» **The exercise**: Show each line below that contains the word "Target". Case counts.

[Saved entries]
===

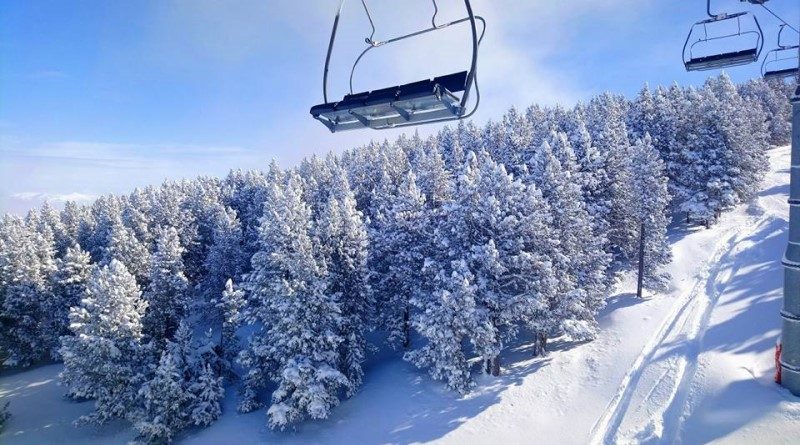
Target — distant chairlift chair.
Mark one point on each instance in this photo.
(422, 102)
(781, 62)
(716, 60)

===

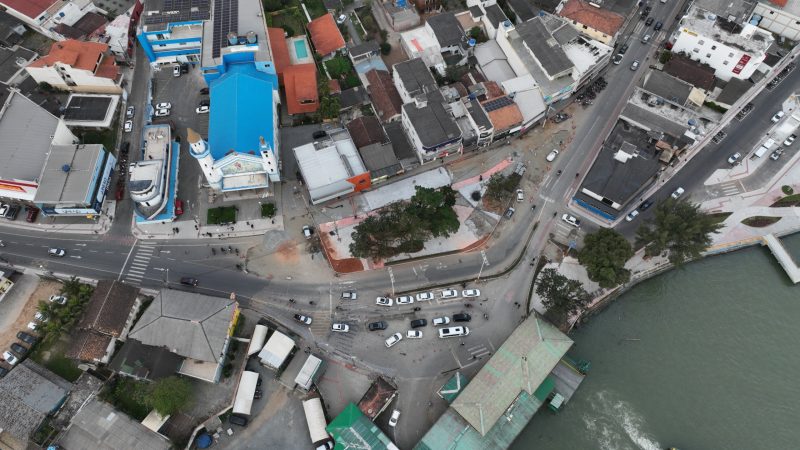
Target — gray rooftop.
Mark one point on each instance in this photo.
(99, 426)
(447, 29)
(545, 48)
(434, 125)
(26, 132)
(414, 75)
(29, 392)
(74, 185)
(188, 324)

===

» **Output**:
Target — distant chairlift chair.
Target — gray rooftop.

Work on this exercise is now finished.